Segment Start: Material supplied

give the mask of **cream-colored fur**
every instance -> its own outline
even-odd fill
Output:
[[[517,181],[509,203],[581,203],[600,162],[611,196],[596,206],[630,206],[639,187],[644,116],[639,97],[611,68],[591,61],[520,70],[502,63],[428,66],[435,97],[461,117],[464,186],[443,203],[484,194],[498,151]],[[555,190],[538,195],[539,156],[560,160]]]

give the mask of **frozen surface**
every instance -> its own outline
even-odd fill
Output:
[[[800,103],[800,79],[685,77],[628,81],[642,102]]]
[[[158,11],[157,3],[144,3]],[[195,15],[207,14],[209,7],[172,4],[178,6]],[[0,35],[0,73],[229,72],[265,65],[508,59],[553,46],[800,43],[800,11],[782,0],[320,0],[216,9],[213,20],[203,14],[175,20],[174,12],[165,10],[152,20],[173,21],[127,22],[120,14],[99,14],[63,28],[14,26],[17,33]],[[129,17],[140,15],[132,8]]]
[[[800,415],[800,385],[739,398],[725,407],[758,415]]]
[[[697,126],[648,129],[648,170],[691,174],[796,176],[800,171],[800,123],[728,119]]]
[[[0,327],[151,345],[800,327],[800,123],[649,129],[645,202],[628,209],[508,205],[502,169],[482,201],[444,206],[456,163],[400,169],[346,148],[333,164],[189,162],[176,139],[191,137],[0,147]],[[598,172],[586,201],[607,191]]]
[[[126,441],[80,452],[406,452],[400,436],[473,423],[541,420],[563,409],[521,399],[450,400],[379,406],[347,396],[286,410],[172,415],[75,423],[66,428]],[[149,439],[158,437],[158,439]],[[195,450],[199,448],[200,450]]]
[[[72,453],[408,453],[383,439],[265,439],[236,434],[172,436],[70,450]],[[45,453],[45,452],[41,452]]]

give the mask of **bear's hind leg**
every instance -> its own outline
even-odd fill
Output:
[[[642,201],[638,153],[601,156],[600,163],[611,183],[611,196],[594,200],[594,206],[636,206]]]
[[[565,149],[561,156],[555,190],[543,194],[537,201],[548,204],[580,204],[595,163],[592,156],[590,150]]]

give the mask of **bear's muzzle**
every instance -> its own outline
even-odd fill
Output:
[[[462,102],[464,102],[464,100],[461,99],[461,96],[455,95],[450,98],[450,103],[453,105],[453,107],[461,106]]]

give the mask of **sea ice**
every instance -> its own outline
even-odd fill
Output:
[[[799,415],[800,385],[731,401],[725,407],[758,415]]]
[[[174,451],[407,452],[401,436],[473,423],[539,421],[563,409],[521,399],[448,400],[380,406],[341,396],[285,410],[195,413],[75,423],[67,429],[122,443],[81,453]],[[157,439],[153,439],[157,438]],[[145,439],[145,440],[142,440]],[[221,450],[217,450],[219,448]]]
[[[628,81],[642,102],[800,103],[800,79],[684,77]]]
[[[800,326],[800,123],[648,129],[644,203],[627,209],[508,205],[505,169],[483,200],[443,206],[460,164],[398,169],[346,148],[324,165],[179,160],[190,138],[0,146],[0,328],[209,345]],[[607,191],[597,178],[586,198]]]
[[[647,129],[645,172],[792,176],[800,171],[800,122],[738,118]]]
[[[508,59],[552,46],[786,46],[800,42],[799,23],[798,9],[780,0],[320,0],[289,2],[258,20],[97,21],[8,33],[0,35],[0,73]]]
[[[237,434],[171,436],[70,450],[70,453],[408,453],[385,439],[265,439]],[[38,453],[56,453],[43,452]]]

Segment End: Material supplied

Scan the records above. Return every line with "give" in it.

Solution for this task:
give the mask of **cream-colored fur**
give the mask of **frozen surface**
give the mask of **bear's hind leg**
give the mask of **bear's muzzle**
give the mask of **sea ice**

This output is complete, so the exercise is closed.